■ YOUR OBJECTIVE
Write the data out again, character for character, with no images.

━━━━━ INPUT FOR THIS TASK

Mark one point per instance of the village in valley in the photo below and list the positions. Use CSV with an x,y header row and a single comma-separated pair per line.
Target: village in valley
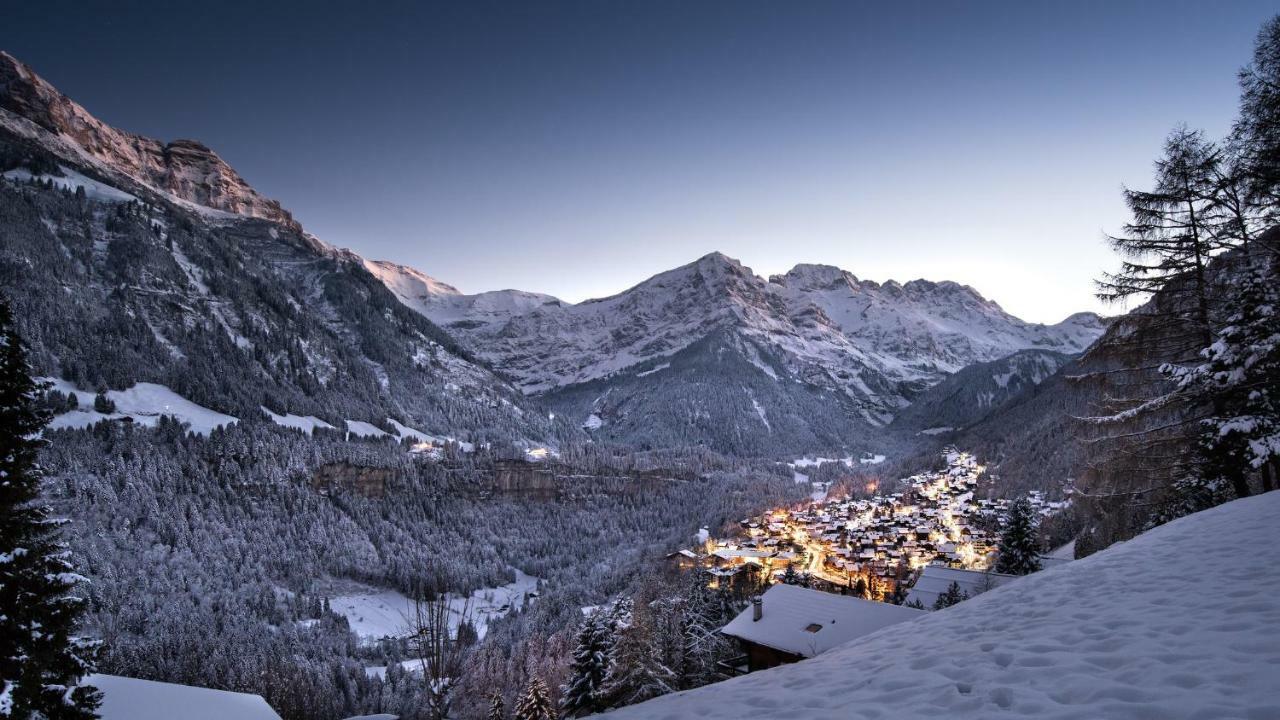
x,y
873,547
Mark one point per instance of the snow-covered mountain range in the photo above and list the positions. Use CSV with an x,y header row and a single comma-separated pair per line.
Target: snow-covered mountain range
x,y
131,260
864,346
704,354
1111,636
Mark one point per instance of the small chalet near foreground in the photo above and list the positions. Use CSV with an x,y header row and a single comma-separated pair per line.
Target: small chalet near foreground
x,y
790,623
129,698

━━━━━━━━━━

■ TASK SOLUTION
Mark one point per instance of the village in valley in the photo below and list the positions. Use CSV with an x,y header row and a single comma-separated pair per line.
Target: village in valley
x,y
873,547
Mark one point per instance of the snow-covered mountain range in the photo above and list the positions. Use CSV with an x,y header row and a single comma-separated pair per line.
Target: snow-covered mountain range
x,y
131,260
864,346
704,354
1111,636
Mark one point per instance of the small chalet near foreground in the photo above and list the positions. Use CSV with an x,y header row and a single comma-separated pair per line.
Target: small chalet near foreground
x,y
790,623
129,698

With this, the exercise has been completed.